Defunct tennis tournament
- Event name: Madison Square Open Tennis Championship (1968-70)
- Tour: ILTF World Circuit (1968–70)
- Founded: 1968; 58 years ago
- Abolished: 1970; 56 years ago
- Location: New York City, United States
- Venue: Madison Square Garden
- Surface: Carpet indoors

= Madison Square Garden Open Tennis Championship =

The Madison Square Garden Open Tennis Championship also known as the Madison Square Garden Challenge Trophy and New York Indoor was a men's and women's open international indoor carpet court tennis tournament founded in 1968. It was organised by the USNLTA and played at Madison Square Garden, New York City, United States, until 1970. This international tournament was part of the ILTF World Circuit until 1970, when it was replaced by the Clean Air Classic.

WORK REQUIRED: Extract the passage from the tennis tournament text starting with "- Founded: 1968;" and going on through "Clean Air Classic.". The records have no connection to the text above.

ENTRIES SUPPLIED:
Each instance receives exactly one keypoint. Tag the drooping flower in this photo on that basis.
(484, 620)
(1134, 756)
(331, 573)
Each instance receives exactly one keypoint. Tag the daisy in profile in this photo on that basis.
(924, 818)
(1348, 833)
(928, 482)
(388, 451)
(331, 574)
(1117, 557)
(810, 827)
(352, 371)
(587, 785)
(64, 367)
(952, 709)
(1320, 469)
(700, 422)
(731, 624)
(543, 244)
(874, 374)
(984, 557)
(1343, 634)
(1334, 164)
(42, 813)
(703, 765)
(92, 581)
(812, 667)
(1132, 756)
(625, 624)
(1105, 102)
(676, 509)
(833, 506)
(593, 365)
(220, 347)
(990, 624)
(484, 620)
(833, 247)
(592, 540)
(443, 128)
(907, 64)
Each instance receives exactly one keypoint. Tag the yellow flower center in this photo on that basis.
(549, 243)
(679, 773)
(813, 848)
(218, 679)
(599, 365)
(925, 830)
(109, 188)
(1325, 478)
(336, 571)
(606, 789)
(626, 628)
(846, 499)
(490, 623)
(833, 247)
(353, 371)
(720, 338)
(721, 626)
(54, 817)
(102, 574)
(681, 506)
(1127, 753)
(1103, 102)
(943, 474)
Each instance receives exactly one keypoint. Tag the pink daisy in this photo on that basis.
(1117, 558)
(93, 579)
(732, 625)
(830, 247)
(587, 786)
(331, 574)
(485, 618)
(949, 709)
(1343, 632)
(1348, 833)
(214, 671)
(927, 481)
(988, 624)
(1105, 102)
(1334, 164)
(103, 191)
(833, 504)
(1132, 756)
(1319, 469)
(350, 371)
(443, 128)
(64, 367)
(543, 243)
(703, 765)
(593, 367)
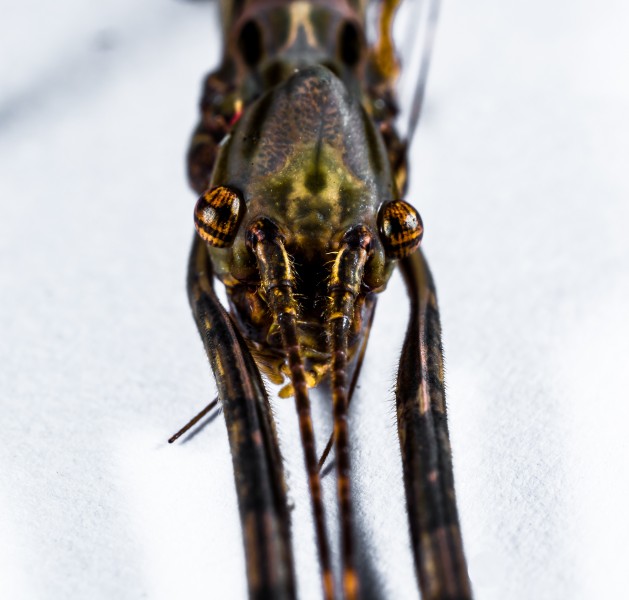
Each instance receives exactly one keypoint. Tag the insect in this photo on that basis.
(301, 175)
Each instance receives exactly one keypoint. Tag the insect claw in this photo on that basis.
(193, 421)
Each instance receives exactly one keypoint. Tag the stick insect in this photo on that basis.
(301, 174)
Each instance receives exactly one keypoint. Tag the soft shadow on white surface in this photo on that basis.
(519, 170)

RESULT FOR THIS TASK:
- Founded: 1968; 58 years ago
- Abolished: 1970; 56 years ago
- Location: New York City, United States
- Venue: Madison Square Garden
- Surface: Carpet indoors

= Madison Square Garden Open Tennis Championship =

The Madison Square Garden Open Tennis Championship also known as the Madison Square Garden Challenge Trophy and New York Indoor was a men's and women's open international indoor carpet court tennis tournament founded in 1968. It was organised by the USNLTA and played at Madison Square Garden, New York City, United States, until 1970. This international tournament was part of the ILTF World Circuit until 1970, when it was replaced by the Clean Air Classic.